_Texte fourni:_
——
Cet été, le Mrac, à Sérignan, et le Crac, à Sète, proposent un parcours à l’air marin, à travers quatre grandes expositions. De John Armleder à Mrzyk & Moriceau en passant par Katinka Bock et l’accrochage collectif Le Retour, elles n’ont a priori rien à voir les unes avec les autres, sauf peut-être un certain sens de l’espace et une certaine manière de l’aborder.
Le couple Mrzyk & Moriceau, l’iconoclaste John Armleder, l’imperturbable Katinka Bock, un accrochage collectif réunissant des figures aussi variées que Nina Childress, Robert Crumb, Nathalie Du Pasquier, Judith Hopf, Özgür Kar, Yuyan Wang… Le moins que l’on puisse dire, c’est que le Mrac et le Crac Occitanie accueillent des esthétiques « grand écart » cet été. A ceci près que tous ces artistes ont en commun de vouloir conjuguer leurs œuvres avec les espaces qui les accueillent, dimension indissociable de chacune de leurs pratiques.
Qu’entend-t-on par investir un endroit ? Sensibles à la notion de spatialité, les artistes se laissent imprégner par des paysages, des contextes, des ambiances. Et réciproquement, ils y projettent leur individualité, leur tempérament. Pour les visiteurs, ces propositions des plus immersives s’avèrent tantôt amusantes, tantôt anxiogènes. Elles nous rappellent qu’exister, c’est faire des rencontres, faire l’expérience de notre présence au monde. Compte rendu en trois temps, en trois approches de l’espace testées et éprouvées pour vous.

Enfermement
Démarrage sur une note un peu sinistre, avec l’exposition Le Retour. Ça se passe à l’étage du Mrac Sérignan. La proposition dénote vis-à-vis des deux autres expositions temporaires du lieu, comme un contrepoint nécessaire. Sont rassemblées les œuvres d’une trentaine d’artistes français et internationaux, appartenant aux collections du Crac ou bien du Cnap. L’objectif revendiqué est de montrer la pluralité de l’art contemporain et de valoriser les collections publiques, où le numérique trouve de plus en plus sa place, presque l’air de rien.
——
_Matériel fourni:_
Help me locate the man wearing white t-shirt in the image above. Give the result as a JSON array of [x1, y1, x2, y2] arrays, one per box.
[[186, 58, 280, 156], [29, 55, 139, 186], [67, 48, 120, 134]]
——
_Consigne:_ Reformulez sous forme de liste plus brève le paragraphe du texte fourni qui commence par « Démarrage sur une note un peu sinistre », en gardant ses faits principaux.

_Réponse rédigée:_
- L'exposition Le Retour se tient à l'étage du Mrac Sérignan.
- Elle se distingue des deux autres expositions temporaires du lieu et leur sert de contrepoint.
- Elle rassemble des œuvres d'une trentaine d'artistes français et internationaux, issues des collections du Crac ou du Cnap.
- Elle vise à montrer la pluralité de l'art contemporain et à valoriser les collections publiques, où le numérique prend de plus en plus de place.